QUÉ HACER:
• 1. En el artículo sobre la derrota de Hillary Clinton, ¿qué lugar había reservado su campaña para la noche electoral?
• 2. Retoma el artículo sobre la derrota de Hillary Clinton y prosíguelo a partir de su última oración.

TEXTO CITADO:
"""

Celeste Murillo @rompe_teclas
Sábado 10 de diciembre de 2016 19:05
El resultado de las elecciones en Estados Unidos estuvo signado por la crisis del bipartidismo y la bronca con el establishment. La derrota de Hillary Clinton estuvo además marcada por el poco entusiasmo que generó entre la juventud y las mujeres. ¿Por qué no la acompañaron en su epopeya de romper el “techo de cristal”?
Hillary Clinton esperaba ser nombrada como la primera presidenta de Estados Unidos. Para la gran noche, su campaña había reservado el centro de convenciones Jacob K. Javits, un imponente edificio con techo de cristal. No conocemos los detalles del festejo planeado porque nunca sucedió. Pero sabemos que, como un mal chiste del destino, el centro lleva el nombre de un diputado republicano, que decidió unirse a ese partido en rechazo a las maniobras y la corrupción dentro del Partido Demócrata.
En el contexto de la crisis del bipartidismo y la bronca con los políticos del establishment, que analizamos en este número, una de las primeras preguntas que se desprende de la derrota de Clinton es: ¿era la candidata de las mujeres? Y en ese caso, ¿de qué mujeres? Los datos preliminares [1] muestran que, ante todo, polarizó el voto femenino: el 52 % votó por ella pero un nada despreciable 48 % eligió a Trump, un misógino confeso. Aunque ganó entre aquellas de las minorías étnicas, que en total rondaban el 19 % del electorado, no pudo imponerse en el bloque mayoritario que son las mujeres blancas –37 % del electorado–, donde perdió frente a Trump 43 % a 53 %.

"""

DATOS DE ORIGEN:

"""

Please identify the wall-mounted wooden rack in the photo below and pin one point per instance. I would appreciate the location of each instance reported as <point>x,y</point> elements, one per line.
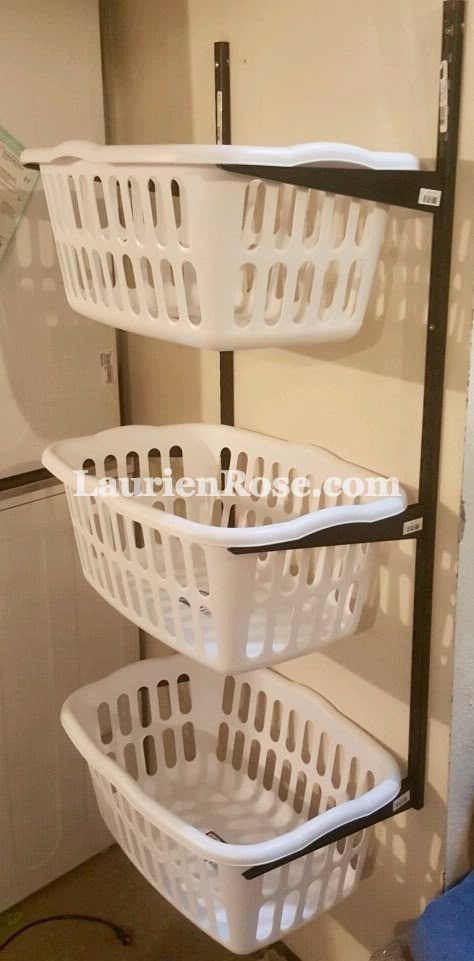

"""

RESPUESTAS FINALES:
• 1. El centro de convenciones Jacob K. Javits.

• 2.
La hipótesis de que las mujeres blancas se plegarían a la epopeya de romper el “techo de cristal más importante del mundo” simplemente no se dio y, al mismo tiempo, se subestimó la imagen negativa de Clinton como representante del establishment y la lejanía que sienten con el “feminismo” que representa Clinton muchas mujeres. Así como no pudo conquistar a las feministas jóvenes durante las elecciones primarias, que apoyaron mayoritariamente (70/30) a Bernie Sanders [2], tampoco pudo convencer a muchas mujeres de que era su candidata. Ese rechazo, expresado a derecha y a izquierda, nos lleva a otra pregunta: ¿qué feminismo defiende Hillary Clinton?
Los techos y los sótanos del feminismo
Una joven feminista se refirió a Clinton de la siguiente forma: “Puede que sea una mujer, pero también es blanca, rica, privilegiada y heterosexual”. Para las millennials (menores de 35 años) Clinton es ante todo representante de la élite que gobierna el país hace décadas, y aunque se consideran feministas no se sienten parte del feminismo que ella defiende, que podría definirse como neoliberal, usando las palabras de Nancy Fraser, o imperial, si leemos a Zillah Eisenstein. Ambas definiciones apuntan a las causas características de las mujeres blancas, heterosexuales de clase media y alta. En ese discurso, se transforman en “universales” los valores y problemas de profesionales y universitarias de los países imperialistas, dejando en un plano secundario (o inexistente) los problemas de la mayoría de las mujeres.
"Clinton representa un tipo de feminismo neoliberal centrado en romper el techo de cristal. Eso significa eliminar los obstáculos que impiden a mujeres más bien privilegiadas, con buena formación, y que ya poseen grandes cantidades de capital cultural y de otro tipo, subir en los escalafones de gobiernos y empresas. Las principales beneficiarias de este feminismo son mayoritariamente mujeres privilegiadas, cuya posibilidad de ascender depende en buena medida del enorme grupo que se encarga del servicio doméstico y el cuidado familiar, también muy feminizado, además de muy mal pagado, muy precario y racializado [3]".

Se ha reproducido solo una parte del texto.